** begin **

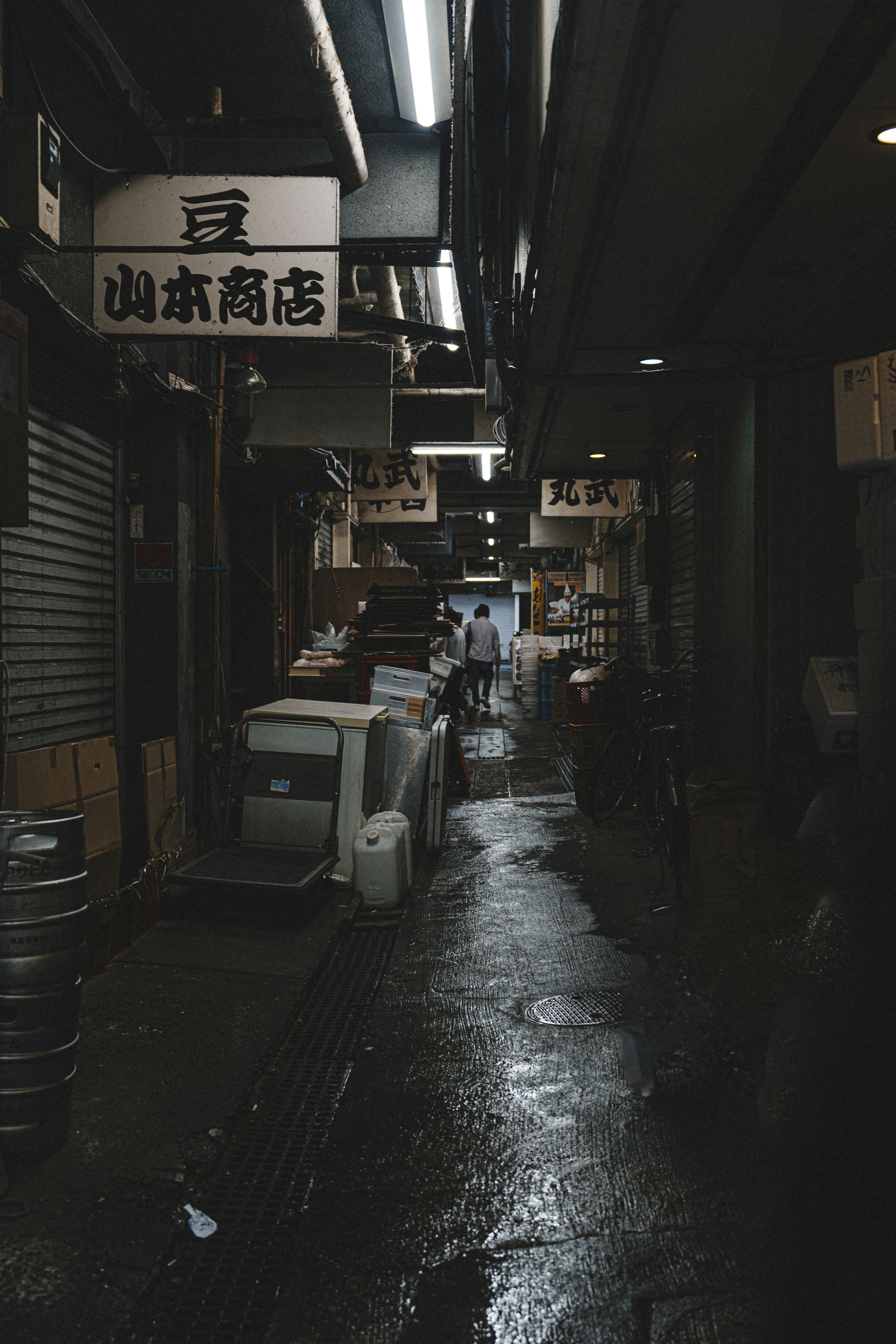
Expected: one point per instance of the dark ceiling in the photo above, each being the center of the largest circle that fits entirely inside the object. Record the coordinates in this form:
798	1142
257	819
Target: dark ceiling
727	209
178	52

** end **

▶ _EXERCISE OBJECTIVE_: Retype all of the material above word for word, leaving out the picture.

▶ _RESULT BELOW_:
Expected: one point per instance of the dark ceiling in the photo above, each being the center of the largest circle that fits entirely inside the object. Record the coordinates in this form:
798	1142
257	819
Target: dark ceiling
727	209
178	52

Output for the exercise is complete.